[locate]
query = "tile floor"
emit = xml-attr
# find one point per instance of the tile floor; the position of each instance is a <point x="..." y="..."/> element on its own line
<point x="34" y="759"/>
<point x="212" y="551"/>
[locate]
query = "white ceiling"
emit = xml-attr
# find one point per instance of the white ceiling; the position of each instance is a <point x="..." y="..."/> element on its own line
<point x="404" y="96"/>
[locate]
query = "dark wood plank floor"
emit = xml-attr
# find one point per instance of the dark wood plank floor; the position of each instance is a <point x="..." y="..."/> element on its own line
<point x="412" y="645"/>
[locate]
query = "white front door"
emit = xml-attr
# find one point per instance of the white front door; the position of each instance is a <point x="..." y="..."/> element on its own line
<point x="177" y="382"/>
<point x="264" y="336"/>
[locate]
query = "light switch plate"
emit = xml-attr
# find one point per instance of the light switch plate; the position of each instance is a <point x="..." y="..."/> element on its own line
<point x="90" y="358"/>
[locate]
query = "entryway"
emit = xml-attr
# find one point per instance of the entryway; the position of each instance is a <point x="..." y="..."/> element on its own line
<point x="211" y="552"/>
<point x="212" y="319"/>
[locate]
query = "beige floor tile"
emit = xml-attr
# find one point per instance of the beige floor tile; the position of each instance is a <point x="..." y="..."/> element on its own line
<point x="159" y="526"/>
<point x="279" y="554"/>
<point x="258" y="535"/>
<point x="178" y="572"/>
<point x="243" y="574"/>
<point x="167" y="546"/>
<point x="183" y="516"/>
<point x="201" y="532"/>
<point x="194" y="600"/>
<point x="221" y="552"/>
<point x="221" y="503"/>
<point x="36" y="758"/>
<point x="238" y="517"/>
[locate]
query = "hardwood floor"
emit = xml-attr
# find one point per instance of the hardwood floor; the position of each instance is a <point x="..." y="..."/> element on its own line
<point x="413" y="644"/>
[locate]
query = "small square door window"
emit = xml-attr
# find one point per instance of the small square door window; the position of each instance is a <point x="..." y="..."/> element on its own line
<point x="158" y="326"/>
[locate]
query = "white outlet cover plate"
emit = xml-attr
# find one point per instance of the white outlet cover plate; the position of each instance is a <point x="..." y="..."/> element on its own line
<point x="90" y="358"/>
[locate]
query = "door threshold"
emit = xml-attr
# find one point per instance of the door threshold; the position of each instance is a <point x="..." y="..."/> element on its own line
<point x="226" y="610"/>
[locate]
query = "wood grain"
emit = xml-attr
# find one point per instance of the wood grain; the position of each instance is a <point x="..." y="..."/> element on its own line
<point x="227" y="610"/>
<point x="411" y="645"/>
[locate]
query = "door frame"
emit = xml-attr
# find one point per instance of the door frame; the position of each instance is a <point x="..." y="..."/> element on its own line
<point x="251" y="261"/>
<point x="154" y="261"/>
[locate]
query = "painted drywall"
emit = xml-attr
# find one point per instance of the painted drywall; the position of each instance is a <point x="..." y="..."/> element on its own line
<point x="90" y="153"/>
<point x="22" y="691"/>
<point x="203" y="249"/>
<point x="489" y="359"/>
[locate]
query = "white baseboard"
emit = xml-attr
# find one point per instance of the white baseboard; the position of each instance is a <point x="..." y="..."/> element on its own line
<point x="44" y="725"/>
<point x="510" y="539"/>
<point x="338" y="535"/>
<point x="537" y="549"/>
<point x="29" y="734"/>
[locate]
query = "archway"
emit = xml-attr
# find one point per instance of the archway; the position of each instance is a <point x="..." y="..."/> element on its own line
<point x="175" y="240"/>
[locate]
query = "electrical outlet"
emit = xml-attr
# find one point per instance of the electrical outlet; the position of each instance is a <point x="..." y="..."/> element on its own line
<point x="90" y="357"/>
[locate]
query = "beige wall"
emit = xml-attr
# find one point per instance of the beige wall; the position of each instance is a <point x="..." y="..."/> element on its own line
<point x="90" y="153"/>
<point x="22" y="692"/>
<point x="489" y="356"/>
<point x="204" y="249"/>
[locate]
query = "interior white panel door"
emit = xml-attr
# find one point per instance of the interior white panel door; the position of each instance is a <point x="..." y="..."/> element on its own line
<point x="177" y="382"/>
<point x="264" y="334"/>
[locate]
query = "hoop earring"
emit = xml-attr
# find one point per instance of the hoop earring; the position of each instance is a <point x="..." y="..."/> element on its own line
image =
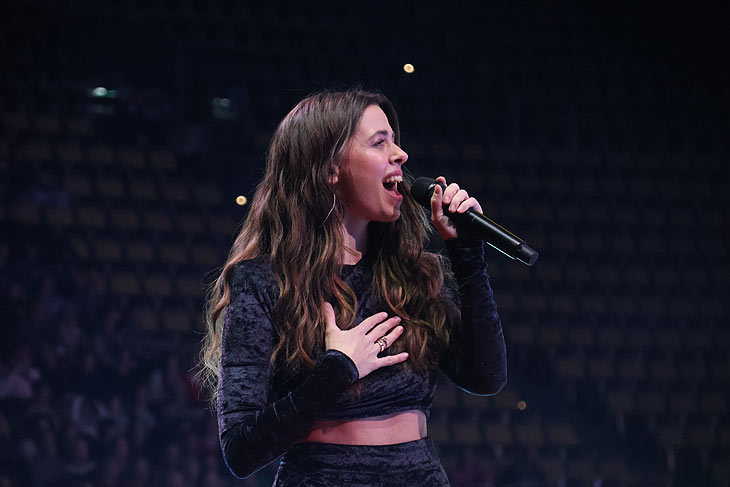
<point x="334" y="202"/>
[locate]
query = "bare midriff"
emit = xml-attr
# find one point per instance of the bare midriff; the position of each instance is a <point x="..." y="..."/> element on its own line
<point x="379" y="430"/>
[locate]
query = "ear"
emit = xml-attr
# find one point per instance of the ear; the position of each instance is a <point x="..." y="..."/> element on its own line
<point x="334" y="176"/>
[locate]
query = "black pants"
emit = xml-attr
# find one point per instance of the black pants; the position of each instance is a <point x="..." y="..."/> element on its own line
<point x="411" y="464"/>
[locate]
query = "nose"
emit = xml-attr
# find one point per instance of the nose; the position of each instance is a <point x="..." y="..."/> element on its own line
<point x="399" y="155"/>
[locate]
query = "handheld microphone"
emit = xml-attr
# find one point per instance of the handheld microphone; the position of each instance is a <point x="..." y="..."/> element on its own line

○ ○ ○ ○ ○

- [Written exercise] Pick out every line of the rows above that contains the string "cover". Case counts.

- [Result of this exercise]
query = "white outlet cover plate"
# find one point per instance of the white outlet cover plate; the position of each instance is a <point x="..." y="..."/> element on its own line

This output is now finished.